Given text:

▼▼▼

Sunday, October 31, 2004

Reasons to Get Out of KM

This essay by Dave Pollard on his blog "How to Save the World": If You're in Information Technology, Please Get Out is brilliant. As organizations become more focussed on cost savings rather than innovation, they are pulling resources out of Knowledge Management (KM). Pollard argues that those intelligent, creative people who are currently in KM should get out of the organizations while they can and become entrepreneurs. He has expressed some of the sentiments I have felt for a while.

Tips for Mastering E-mail Overload

Good article with some excellent ideas: Tips for Mastering E-mail Overload. The basic premise is to set a good example for others, and then he lists some principles for good message sending. I admit to being guilty sending some poor messages. I notice when I am out of the office I have fewer messages than when I am in, evidence that I help to generate a lot of the e-mail that comes back to me.

Saturday, October 30, 2004

Hectic week!

▲▲▲

Extracted data:
▼▼▼

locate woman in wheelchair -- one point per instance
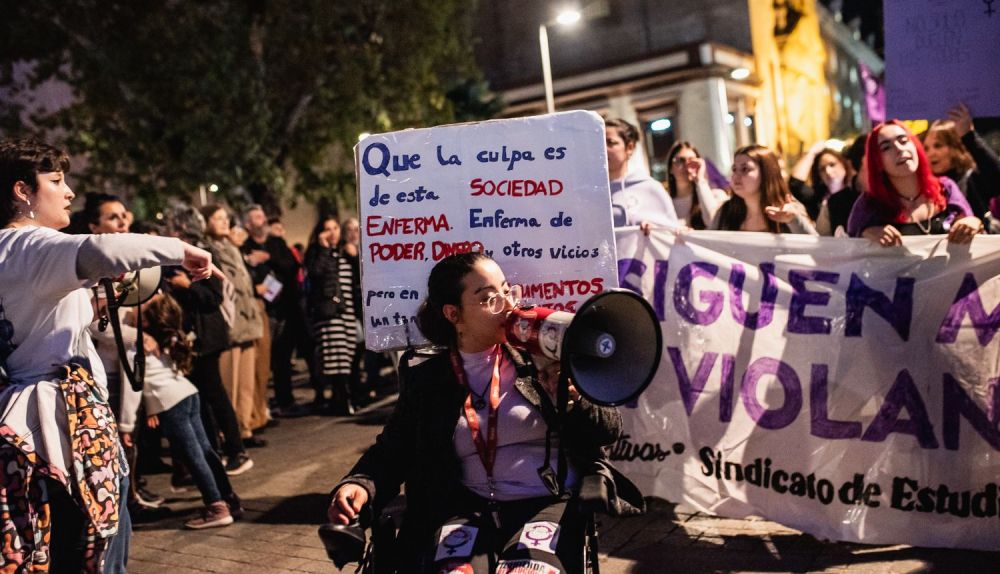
(473, 438)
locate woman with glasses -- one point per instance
(332, 303)
(470, 440)
(62, 474)
(636, 198)
(695, 202)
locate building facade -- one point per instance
(718, 73)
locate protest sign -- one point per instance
(531, 192)
(835, 386)
(939, 53)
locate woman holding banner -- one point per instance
(761, 200)
(956, 151)
(59, 444)
(904, 197)
(470, 440)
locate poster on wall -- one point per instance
(939, 53)
(530, 192)
(837, 387)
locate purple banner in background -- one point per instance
(939, 53)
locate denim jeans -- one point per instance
(116, 556)
(181, 424)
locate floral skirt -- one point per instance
(25, 512)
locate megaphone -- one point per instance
(130, 290)
(135, 288)
(611, 347)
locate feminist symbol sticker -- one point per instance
(541, 535)
(455, 540)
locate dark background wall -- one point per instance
(507, 32)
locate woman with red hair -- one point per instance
(904, 197)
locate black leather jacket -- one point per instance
(415, 448)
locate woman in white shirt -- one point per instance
(58, 439)
(695, 202)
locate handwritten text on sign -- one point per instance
(840, 388)
(530, 192)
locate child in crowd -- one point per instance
(172, 404)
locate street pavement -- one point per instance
(285, 496)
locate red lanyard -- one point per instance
(487, 449)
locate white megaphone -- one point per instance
(135, 287)
(610, 348)
(130, 290)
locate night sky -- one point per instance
(870, 12)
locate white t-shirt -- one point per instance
(46, 303)
(520, 435)
(50, 310)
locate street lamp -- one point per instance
(565, 18)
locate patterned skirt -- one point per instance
(25, 512)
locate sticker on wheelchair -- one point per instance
(460, 567)
(542, 535)
(455, 541)
(525, 566)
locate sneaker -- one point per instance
(239, 464)
(290, 411)
(254, 442)
(147, 498)
(235, 506)
(212, 516)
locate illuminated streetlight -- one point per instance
(660, 125)
(566, 17)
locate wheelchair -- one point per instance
(347, 544)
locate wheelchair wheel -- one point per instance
(591, 560)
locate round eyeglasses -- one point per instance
(497, 302)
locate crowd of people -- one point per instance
(889, 184)
(237, 303)
(228, 318)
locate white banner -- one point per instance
(828, 384)
(531, 192)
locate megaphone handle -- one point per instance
(134, 376)
(562, 399)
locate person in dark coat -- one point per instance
(332, 305)
(473, 439)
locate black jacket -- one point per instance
(416, 447)
(202, 306)
(285, 267)
(325, 298)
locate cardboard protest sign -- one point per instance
(838, 387)
(530, 192)
(939, 53)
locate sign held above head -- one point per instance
(532, 193)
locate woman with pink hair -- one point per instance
(904, 197)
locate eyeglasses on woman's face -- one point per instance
(497, 302)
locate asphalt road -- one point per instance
(285, 498)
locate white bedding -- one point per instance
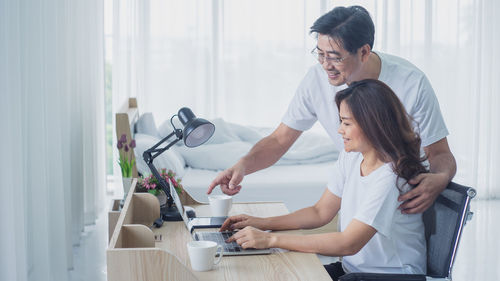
(298, 179)
(298, 186)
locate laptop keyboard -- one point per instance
(220, 238)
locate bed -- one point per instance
(296, 180)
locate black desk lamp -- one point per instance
(196, 132)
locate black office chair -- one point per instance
(443, 222)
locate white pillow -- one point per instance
(169, 159)
(214, 156)
(222, 134)
(146, 125)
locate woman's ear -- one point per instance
(365, 51)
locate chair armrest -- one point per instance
(360, 276)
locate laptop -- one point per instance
(230, 249)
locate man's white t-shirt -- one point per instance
(315, 100)
(399, 245)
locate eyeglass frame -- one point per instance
(321, 58)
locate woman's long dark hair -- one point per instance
(385, 124)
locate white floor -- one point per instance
(478, 256)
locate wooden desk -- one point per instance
(133, 253)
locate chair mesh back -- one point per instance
(442, 228)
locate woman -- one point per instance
(382, 152)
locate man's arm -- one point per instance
(442, 169)
(262, 155)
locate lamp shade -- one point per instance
(196, 130)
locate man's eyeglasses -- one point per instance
(321, 58)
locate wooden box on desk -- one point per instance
(133, 253)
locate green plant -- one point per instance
(127, 160)
(151, 184)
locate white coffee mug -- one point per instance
(220, 205)
(202, 254)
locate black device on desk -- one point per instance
(202, 222)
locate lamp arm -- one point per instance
(163, 183)
(148, 157)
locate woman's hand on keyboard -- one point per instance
(241, 221)
(251, 237)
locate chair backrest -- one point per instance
(443, 222)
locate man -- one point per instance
(344, 50)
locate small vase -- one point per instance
(127, 182)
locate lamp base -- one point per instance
(170, 214)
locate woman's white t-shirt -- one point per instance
(399, 244)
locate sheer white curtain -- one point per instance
(242, 60)
(52, 124)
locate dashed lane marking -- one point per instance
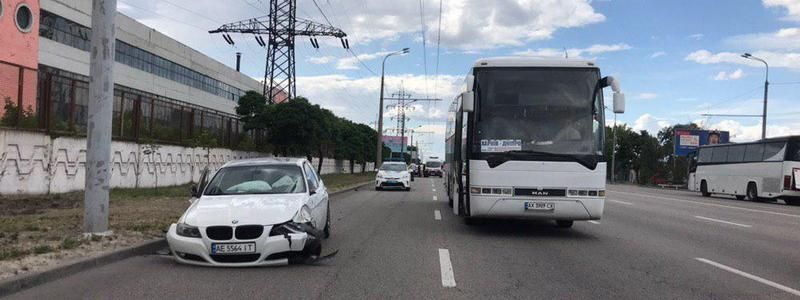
(448, 278)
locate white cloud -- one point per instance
(775, 59)
(696, 36)
(357, 98)
(575, 52)
(321, 60)
(650, 123)
(351, 63)
(466, 24)
(738, 74)
(792, 8)
(647, 96)
(783, 39)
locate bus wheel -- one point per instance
(564, 223)
(752, 192)
(704, 189)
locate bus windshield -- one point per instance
(543, 110)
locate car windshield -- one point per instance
(433, 164)
(539, 109)
(393, 167)
(266, 179)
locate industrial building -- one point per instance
(164, 91)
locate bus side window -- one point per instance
(774, 151)
(754, 152)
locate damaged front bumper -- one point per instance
(280, 244)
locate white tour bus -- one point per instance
(763, 170)
(525, 140)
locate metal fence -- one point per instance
(61, 107)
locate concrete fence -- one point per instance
(36, 163)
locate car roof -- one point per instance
(263, 161)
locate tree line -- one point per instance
(299, 128)
(649, 156)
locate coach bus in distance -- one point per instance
(525, 140)
(765, 170)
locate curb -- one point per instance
(16, 284)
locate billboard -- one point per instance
(394, 142)
(688, 140)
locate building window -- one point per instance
(24, 18)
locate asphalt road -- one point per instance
(650, 244)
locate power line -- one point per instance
(321, 12)
(424, 46)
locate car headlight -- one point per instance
(302, 216)
(186, 230)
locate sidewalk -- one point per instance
(41, 232)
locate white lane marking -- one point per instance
(750, 276)
(711, 204)
(448, 279)
(721, 221)
(620, 202)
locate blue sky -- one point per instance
(675, 59)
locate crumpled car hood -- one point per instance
(244, 209)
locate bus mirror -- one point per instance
(619, 103)
(468, 102)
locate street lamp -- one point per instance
(766, 89)
(379, 153)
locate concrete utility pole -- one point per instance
(766, 90)
(379, 154)
(404, 100)
(98, 129)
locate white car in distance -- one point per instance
(253, 213)
(393, 175)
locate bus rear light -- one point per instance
(787, 182)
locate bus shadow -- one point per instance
(526, 228)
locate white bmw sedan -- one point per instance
(393, 175)
(252, 213)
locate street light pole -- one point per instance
(379, 152)
(766, 91)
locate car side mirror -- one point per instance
(619, 103)
(194, 191)
(468, 101)
(311, 188)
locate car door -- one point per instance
(322, 192)
(314, 197)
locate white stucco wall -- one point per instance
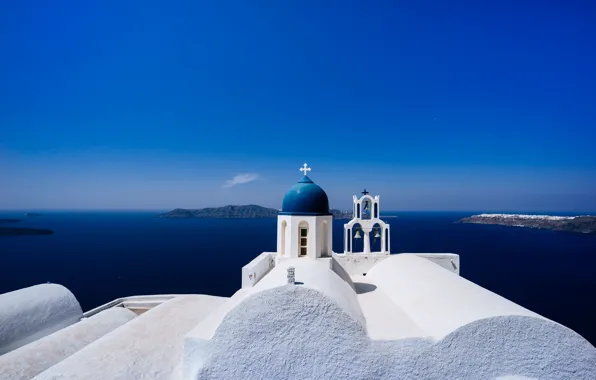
(35, 357)
(149, 347)
(438, 300)
(257, 268)
(31, 313)
(319, 243)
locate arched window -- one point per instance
(349, 240)
(387, 239)
(284, 226)
(303, 239)
(324, 244)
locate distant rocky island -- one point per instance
(15, 231)
(578, 224)
(238, 212)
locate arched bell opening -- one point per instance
(376, 238)
(367, 209)
(357, 240)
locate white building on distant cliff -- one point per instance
(303, 312)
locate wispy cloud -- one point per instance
(241, 178)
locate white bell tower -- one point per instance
(366, 218)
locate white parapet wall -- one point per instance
(149, 347)
(257, 269)
(449, 261)
(31, 313)
(32, 359)
(358, 264)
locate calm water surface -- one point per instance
(101, 256)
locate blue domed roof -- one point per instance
(305, 198)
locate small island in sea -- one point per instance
(238, 212)
(15, 231)
(578, 224)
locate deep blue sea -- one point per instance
(101, 256)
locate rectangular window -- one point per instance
(303, 241)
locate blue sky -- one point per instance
(454, 105)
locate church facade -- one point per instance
(302, 312)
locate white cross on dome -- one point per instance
(305, 169)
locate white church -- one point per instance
(302, 312)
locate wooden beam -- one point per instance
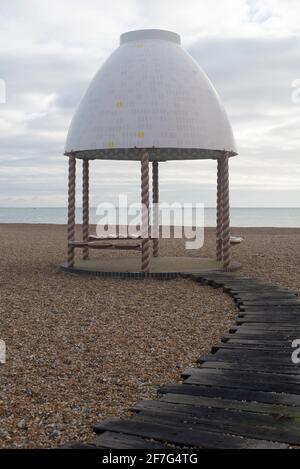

▲▲▲

Given exercise A: Retype everything in the blog excerpt from "Good article with" down to "back to me.".
Given exercise B:
Answer these questions from the blog excerpt:
(i) Who wrote the essay that the first entry calls brilliant?
(ii) According to the writer, how does the number of messages differ when out of the office compared with being in?
(iii) What date heads the entry that reads "Hectic week!"?
Given exercise C: List every title of a blog, essay, or article that the body text of the blog excerpt's entries names.
The listing comes from a separate source and has no connection to the blog excerpt.

Complete output A:
Good article with some excellent ideas: Tips for Mastering E-mail Overload. The basic premise is to set a good example for others, and then he lists some principles for good message sending. I admit to being guilty sending some poor messages. I notice when I am out of the office I have fewer messages than when I am in, evidence that I help to generate a lot of the e-mail that comes back to me.

Complete output B:
(i) Dave Pollard
(ii) There are fewer messages when the writer is out of the office than when in.
(iii) Saturday, October 30, 2004

Complete output C:
How to Save the World
If You're in Information Technology, Please Get Out
Tips for Mastering E-mail Overload